** Direction **
Rewrite every entry below, replacing each occurrence of "single pin" with "single marker" and leaving all other text unchanged. Omit the pictures from the rewritten version.
··· Input
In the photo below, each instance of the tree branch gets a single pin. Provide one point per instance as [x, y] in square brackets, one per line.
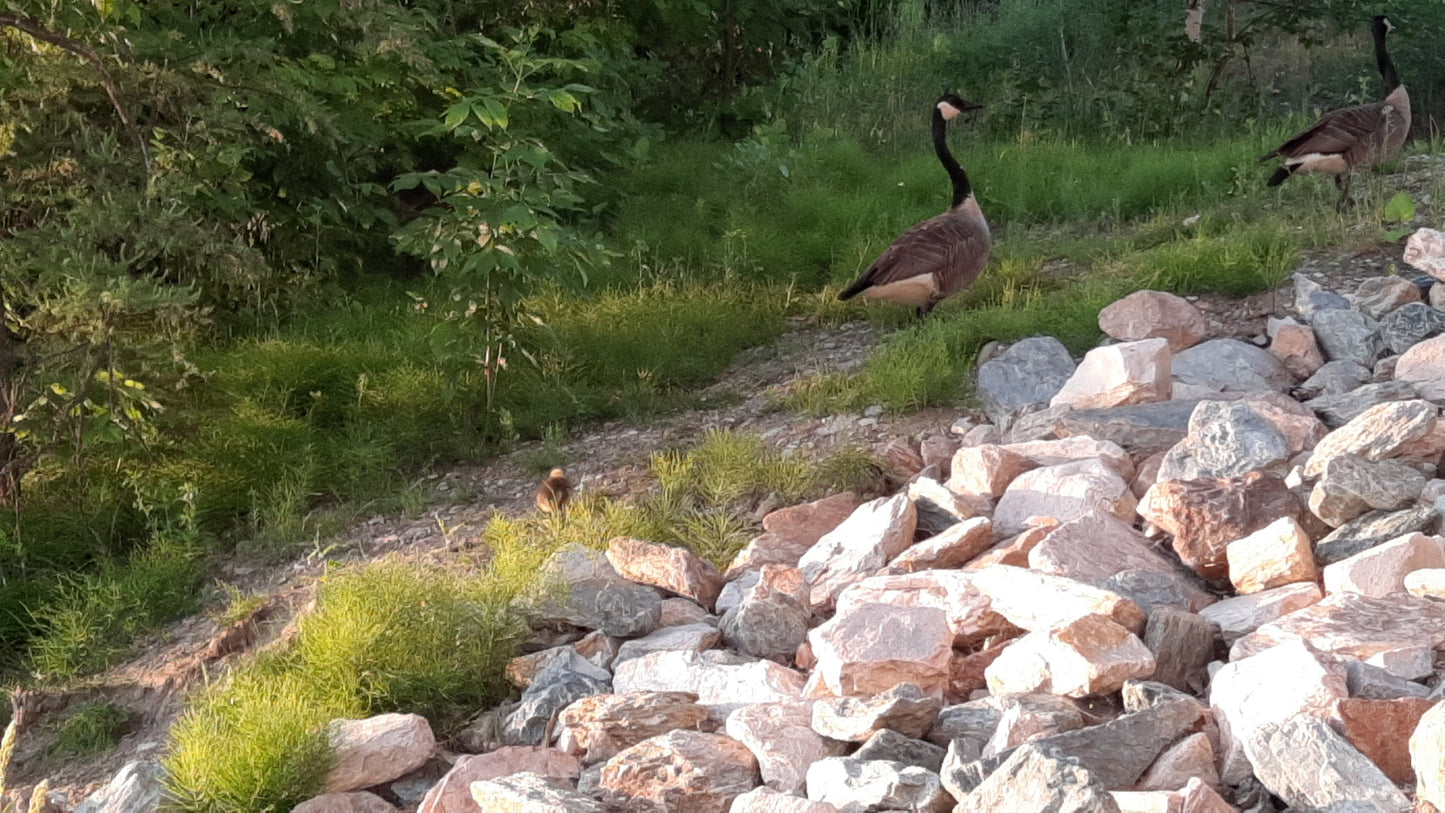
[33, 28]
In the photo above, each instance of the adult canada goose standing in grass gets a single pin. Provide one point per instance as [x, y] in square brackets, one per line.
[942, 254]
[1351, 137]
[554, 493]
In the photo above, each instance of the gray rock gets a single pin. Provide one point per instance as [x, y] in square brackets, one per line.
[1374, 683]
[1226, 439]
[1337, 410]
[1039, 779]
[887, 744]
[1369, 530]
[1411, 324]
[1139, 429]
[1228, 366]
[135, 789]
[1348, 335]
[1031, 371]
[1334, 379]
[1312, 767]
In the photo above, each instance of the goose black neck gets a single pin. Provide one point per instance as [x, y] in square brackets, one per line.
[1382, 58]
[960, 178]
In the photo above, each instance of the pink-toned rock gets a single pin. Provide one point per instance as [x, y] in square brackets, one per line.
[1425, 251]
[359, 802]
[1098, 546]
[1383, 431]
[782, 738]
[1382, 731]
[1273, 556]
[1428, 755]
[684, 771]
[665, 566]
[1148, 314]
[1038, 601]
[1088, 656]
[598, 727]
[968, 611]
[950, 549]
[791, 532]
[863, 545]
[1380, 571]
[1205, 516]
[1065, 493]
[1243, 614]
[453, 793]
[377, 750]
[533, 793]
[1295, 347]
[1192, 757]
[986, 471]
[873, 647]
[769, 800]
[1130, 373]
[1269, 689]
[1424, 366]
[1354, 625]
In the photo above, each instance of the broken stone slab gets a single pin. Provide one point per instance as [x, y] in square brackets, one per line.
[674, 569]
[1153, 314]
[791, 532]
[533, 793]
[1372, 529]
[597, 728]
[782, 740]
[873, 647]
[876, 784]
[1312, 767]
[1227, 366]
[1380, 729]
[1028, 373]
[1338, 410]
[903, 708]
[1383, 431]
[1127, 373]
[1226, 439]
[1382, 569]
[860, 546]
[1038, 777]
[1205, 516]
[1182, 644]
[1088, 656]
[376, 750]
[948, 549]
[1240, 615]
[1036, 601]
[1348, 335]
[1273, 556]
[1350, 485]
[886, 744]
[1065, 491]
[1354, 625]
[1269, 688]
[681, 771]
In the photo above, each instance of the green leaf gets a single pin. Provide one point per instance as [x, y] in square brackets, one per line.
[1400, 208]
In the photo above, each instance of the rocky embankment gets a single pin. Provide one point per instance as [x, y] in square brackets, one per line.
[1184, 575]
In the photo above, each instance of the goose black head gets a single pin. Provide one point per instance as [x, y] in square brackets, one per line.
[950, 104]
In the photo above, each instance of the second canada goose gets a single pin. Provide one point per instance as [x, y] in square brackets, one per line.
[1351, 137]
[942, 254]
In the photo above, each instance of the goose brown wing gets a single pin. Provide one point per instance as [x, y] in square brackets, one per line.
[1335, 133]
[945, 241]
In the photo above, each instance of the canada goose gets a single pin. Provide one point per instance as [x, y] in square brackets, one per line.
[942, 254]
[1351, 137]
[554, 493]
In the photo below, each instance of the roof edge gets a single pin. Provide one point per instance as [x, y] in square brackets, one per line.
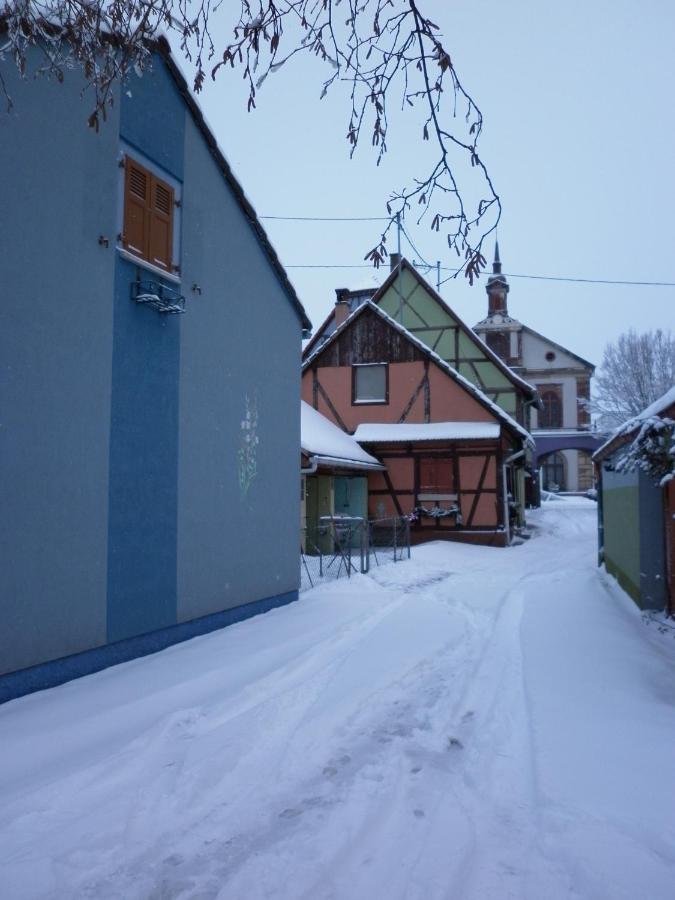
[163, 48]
······
** Response to this exercise **
In the photo below, each instance of the tree branch gets a single marker. Provide one point per instance as [x, y] in square brackets, one per line.
[33, 28]
In the photo above, each instance of the adult canada goose standing in grass gets a single marker. Provide one point per instance as [x, y] in square brackets, one per line.
[942, 254]
[1351, 137]
[554, 493]
In the photo above, each instance of the gray rock gets a single marker. Provide one point per instance as [x, y] in square brackets, one per line.
[1374, 683]
[1226, 439]
[1337, 410]
[1039, 779]
[887, 744]
[1369, 530]
[1411, 324]
[1139, 429]
[1228, 366]
[135, 789]
[1348, 335]
[1031, 371]
[1334, 379]
[1312, 767]
In the photo above, each instance of the goose black neck gets a single marker. Provide one point per instance as [x, y] in square brackets, one per line.
[1382, 58]
[960, 178]
In the photo above, each instance of the pink-toned rock gets a single marker. Provide one point per instance as [x, y] in square brackets, one per line.
[1425, 251]
[359, 802]
[1098, 546]
[1383, 431]
[782, 738]
[1382, 731]
[1273, 556]
[1428, 755]
[684, 771]
[665, 566]
[1148, 314]
[1038, 601]
[1088, 656]
[598, 727]
[968, 611]
[950, 549]
[791, 532]
[863, 545]
[1380, 571]
[1205, 516]
[1065, 493]
[1243, 614]
[453, 793]
[377, 750]
[533, 793]
[1295, 347]
[1192, 757]
[986, 471]
[873, 647]
[769, 800]
[1130, 373]
[1269, 689]
[1424, 366]
[1354, 625]
In the photo above, each instance of the broken stone slab gets a single marker. Provide one point per instance as [x, y] in square brackets, one per line.
[674, 569]
[1153, 314]
[791, 532]
[533, 793]
[1372, 529]
[597, 728]
[782, 740]
[873, 647]
[876, 784]
[1312, 767]
[1227, 366]
[1380, 729]
[1028, 373]
[1338, 410]
[903, 708]
[1383, 431]
[1127, 373]
[1226, 439]
[1382, 569]
[860, 546]
[1038, 777]
[1205, 516]
[1182, 644]
[1088, 656]
[376, 750]
[948, 549]
[1240, 615]
[1036, 601]
[1348, 335]
[1273, 556]
[1350, 485]
[886, 744]
[1065, 491]
[1354, 625]
[1269, 688]
[681, 771]
In the photo above, each instance of the green leaf gets a single marker. Provide one point per instance as [x, y] in square brackets, one per line.
[1400, 208]
In the photo above, each instance of the rocky embankment gets a single marker. Provide one point per instance as [x, y] in square brackets, one per line.
[1184, 575]
In the photo above, each instance of the goose black head gets a single marker. Provide one point per instance as [x, y] in square brackets, one per line.
[950, 104]
In the photo above, each instance of the second canada goose gets a single marker. Provide one point per instance as [x, y] in square brackets, one per line.
[1351, 137]
[942, 254]
In the photo above, each instance of the goose brown wing gets a single marker. Provide one point per instance as [x, y] in square brackets, one per line.
[1335, 133]
[945, 241]
In the photo above, each instance of the canada goose gets a single marker. Provide one point per instance as [x, y] in square brackets, one per line.
[942, 254]
[1351, 137]
[554, 493]
In the photo below, each instance of the roof edge gets a single marker. Provide one point per instance as [x, y] in square brackets, one per line.
[163, 48]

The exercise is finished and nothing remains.